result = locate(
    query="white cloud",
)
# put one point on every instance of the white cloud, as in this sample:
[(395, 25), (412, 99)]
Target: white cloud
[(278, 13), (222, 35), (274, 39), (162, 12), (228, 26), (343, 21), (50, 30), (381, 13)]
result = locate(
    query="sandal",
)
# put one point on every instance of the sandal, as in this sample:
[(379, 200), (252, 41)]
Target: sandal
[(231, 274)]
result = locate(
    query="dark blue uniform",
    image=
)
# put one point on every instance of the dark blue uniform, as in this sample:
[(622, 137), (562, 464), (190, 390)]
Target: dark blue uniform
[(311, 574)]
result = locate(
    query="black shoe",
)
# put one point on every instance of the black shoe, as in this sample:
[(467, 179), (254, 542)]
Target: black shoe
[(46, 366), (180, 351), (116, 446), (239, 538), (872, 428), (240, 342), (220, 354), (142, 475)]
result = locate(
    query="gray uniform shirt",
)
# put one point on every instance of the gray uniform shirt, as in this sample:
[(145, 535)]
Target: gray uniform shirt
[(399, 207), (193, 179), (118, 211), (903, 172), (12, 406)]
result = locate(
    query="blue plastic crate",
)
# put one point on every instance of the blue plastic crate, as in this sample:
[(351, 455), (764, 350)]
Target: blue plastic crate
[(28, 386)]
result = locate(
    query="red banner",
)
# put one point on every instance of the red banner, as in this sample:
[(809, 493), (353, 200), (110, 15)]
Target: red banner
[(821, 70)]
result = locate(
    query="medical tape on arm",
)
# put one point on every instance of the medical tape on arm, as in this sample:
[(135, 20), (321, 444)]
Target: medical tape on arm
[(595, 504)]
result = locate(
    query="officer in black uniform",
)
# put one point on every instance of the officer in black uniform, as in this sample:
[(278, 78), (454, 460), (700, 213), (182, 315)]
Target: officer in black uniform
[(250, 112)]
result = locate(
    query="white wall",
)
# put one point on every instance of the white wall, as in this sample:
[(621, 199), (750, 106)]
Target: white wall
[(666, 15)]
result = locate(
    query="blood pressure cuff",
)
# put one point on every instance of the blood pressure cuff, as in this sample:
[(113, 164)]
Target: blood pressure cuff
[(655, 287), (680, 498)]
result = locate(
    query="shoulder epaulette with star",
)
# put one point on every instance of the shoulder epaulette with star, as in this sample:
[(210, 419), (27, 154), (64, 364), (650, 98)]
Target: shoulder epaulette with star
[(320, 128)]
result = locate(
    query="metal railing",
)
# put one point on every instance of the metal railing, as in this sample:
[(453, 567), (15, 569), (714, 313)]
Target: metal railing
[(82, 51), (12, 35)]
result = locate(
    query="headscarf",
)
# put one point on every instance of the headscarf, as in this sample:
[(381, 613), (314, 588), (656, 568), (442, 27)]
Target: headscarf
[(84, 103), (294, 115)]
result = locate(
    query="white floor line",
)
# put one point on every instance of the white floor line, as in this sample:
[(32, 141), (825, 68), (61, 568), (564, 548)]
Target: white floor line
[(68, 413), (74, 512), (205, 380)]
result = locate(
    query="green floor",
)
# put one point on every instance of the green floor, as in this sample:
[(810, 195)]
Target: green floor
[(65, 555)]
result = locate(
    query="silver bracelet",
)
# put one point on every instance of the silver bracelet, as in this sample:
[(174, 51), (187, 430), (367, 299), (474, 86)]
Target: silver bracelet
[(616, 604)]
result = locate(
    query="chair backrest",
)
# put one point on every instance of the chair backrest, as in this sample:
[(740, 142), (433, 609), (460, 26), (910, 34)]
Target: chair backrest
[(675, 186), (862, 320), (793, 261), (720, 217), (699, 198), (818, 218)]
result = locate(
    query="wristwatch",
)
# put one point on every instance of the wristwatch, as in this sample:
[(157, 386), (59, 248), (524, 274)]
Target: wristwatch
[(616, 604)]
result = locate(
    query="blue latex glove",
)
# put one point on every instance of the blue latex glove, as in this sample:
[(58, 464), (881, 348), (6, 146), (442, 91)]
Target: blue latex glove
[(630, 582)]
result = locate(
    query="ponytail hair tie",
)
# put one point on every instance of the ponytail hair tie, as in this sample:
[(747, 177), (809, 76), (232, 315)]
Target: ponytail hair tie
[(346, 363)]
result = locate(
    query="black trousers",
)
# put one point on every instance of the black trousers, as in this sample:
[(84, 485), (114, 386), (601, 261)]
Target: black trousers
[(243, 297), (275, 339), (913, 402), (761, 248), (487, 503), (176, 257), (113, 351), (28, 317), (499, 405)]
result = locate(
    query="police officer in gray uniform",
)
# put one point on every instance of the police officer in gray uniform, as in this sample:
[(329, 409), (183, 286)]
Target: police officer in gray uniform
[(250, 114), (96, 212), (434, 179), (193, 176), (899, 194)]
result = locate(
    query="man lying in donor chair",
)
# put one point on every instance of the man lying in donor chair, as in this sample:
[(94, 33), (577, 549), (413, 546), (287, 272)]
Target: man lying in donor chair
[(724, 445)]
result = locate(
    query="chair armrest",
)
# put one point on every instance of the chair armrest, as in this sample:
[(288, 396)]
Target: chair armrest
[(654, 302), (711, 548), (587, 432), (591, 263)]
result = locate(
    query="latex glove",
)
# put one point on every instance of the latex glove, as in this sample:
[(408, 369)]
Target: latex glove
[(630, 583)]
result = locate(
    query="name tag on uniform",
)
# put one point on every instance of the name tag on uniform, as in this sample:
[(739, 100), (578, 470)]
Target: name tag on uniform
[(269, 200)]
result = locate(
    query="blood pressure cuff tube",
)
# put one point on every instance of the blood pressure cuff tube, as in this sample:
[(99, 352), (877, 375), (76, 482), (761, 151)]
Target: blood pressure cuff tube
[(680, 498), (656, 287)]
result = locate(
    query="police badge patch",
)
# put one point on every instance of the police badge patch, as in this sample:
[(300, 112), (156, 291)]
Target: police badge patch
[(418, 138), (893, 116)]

PROBLEM DETAILS> Exactly as they stand above, write out the entries.

OUTPUT>
result = locate(
    query="white cloud",
)
# put one point on every instance of the white cloud, as in this sample:
[(395, 25), (412, 99)]
Target: white cloud
[(278, 13), (222, 35), (274, 39), (162, 12), (228, 26), (343, 21), (50, 30), (381, 13)]
result = locate(
    query="sandal",
)
# put one point on every instance of the sandal, as in this sample:
[(379, 200), (252, 41)]
Target: sandal
[(231, 274)]
result = locate(
    query="dark blue uniform",
    image=
)
# put one point on every instance of the dark blue uniform, as in this sample:
[(622, 137), (562, 464), (190, 390)]
Target: dark blue uniform
[(311, 574)]
result = locate(
    query="black shoe",
)
# put one point on every instance of the black shoe, as in this sample:
[(467, 179), (254, 542)]
Target: black shoe
[(46, 366), (180, 351), (116, 446), (239, 538), (872, 428), (240, 342), (220, 354), (142, 475)]
result = locate(
    query="gray uniform shirt",
)
# put one point on every instance of the gray uniform shirt, as in this sample:
[(145, 535)]
Target: gray uniform shirt
[(399, 207), (193, 179), (118, 211), (903, 172), (12, 406)]
result = locate(
    query="blue plastic crate",
)
# put one point on every instance of the blue plastic crate, as in this sample:
[(351, 455), (764, 350)]
Target: blue plastic crate
[(28, 386)]
result = locate(
    query="red banner",
)
# put one point on every instance of the red banner, as in this sample:
[(809, 493), (353, 200), (110, 15)]
Target: red banner
[(821, 70)]
result = locate(
    query="medical tape on arm",
)
# put one point on every instance of the medical tape on arm, as in this sample:
[(135, 20), (321, 444)]
Target: medical tape on arm
[(595, 504)]
result = locate(
    query="officer in black uniform",
)
# put one point on every instance of the officer in black uniform, as in this sample:
[(278, 78), (454, 460), (700, 213), (182, 315)]
Target: officer in black uniform
[(250, 112)]
result = locate(
    query="white wall",
)
# put one point on every instance of the white wall, as in this sample:
[(621, 199), (750, 106)]
Target: white wall
[(666, 15)]
result = locate(
    query="blood pressure cuff",
)
# put one point on every instance of the blood pressure cuff, as in this sample:
[(113, 164)]
Target: blood pressure cuff
[(655, 287), (680, 498)]
result = locate(
    query="shoulder epaulette with star",
)
# put one point on every instance of the shoulder epaulette with star, as in this sample:
[(210, 419), (27, 154), (64, 364), (650, 98)]
Target: shoulder epaulette with star
[(320, 128)]
result = locate(
    query="metal railing",
)
# put one point on every instance of the metal railing, as in this sample:
[(453, 567), (15, 569), (714, 313)]
Target: metal railing
[(82, 51), (12, 35)]
result = locate(
    query="headscarf",
)
# put one point on every instance of the headscarf, as in this sample:
[(381, 613), (314, 588), (656, 568), (442, 27)]
Target: headscarf
[(84, 103), (294, 115)]
result = locate(
    query="white floor line",
)
# put one point on every instance of the white floor line, as in this sample:
[(32, 141), (825, 68), (61, 568), (564, 548)]
Target: white floor line
[(68, 413), (74, 512), (205, 380)]
result = locate(
    query="green floor",
)
# put one point on every instance of the green floor, as in this sample:
[(810, 195)]
Target: green floor
[(65, 555)]
result = locate(
    query="silver bracelet",
)
# put one point on every instance of the silver bracelet, as in this sample:
[(174, 51), (187, 430), (367, 299), (474, 86)]
Target: silver bracelet
[(616, 604)]
result = locate(
    query="chair backrest",
)
# put one point on every instance of the chair backrest, as in this sample:
[(740, 142), (433, 609), (460, 26), (910, 34)]
Target: chair backrest
[(675, 186), (862, 320), (793, 261), (720, 217), (699, 198), (818, 218)]
result = locate(
    query="wristwatch",
)
# put one point on every instance of the wristwatch, as in this sample:
[(157, 386), (59, 248), (524, 274)]
Target: wristwatch
[(616, 604)]
result = locate(
    query="blue latex glove",
)
# put one point on every instance of the blue latex glove, as in this sample:
[(58, 464), (881, 348), (6, 146), (442, 91)]
Target: blue latex glove
[(630, 582)]
result = locate(
    query="ponytail hair tie",
)
# put one point on every instance of the ponytail hair tie, as in this sample:
[(747, 177), (809, 76), (232, 315)]
Target: ponytail hair tie
[(346, 363)]
result = locate(
    query="black trousers",
)
# put one point on every instance of the black trousers, as in this sample:
[(84, 485), (114, 386), (601, 261)]
Target: black trousers
[(243, 297), (275, 339), (913, 402), (761, 248), (487, 503), (176, 257), (113, 351), (28, 317), (499, 405)]
result = locate(
    query="police officer in gray uniform",
)
# put one point on every instance of the police officer in gray uniform, as in this sample:
[(329, 409), (183, 286)]
Target: police officer in gray uniform
[(250, 114), (96, 212), (434, 179), (193, 176), (899, 194)]
result = locate(
    query="man lying in donor chair",
)
# put one point on every instance of the man lying in donor chair, as in this sample:
[(94, 33), (577, 549), (413, 546), (287, 272)]
Target: man lying in donor chair
[(724, 445)]
result = locate(
    query="chair armrest",
)
# put one point on every instance of the chair armrest, as in this sample:
[(288, 396)]
Target: chair armrest
[(654, 302), (711, 548), (587, 432), (591, 263)]
result = locate(
    query="latex glove",
)
# put one point on every instance of the latex glove, as in this sample:
[(408, 369)]
Target: latex glove
[(630, 583)]
result = locate(
    query="name tag on uniform",
)
# put one point on every instance of the name tag on uniform, as in this sample:
[(739, 100), (578, 470)]
Target: name tag on uniform
[(269, 200)]
result = locate(
    query="blood pressure cuff tube",
)
# put one point on every instance of the blood pressure cuff tube, as in this sample:
[(99, 352), (877, 375), (76, 482), (761, 151)]
Target: blood pressure cuff tube
[(680, 498), (656, 287)]
result = locate(
    query="police badge patch",
)
# put one point on every instance of the police badge patch, as in this sample:
[(300, 112), (156, 291)]
Target: police badge patch
[(418, 138), (893, 116)]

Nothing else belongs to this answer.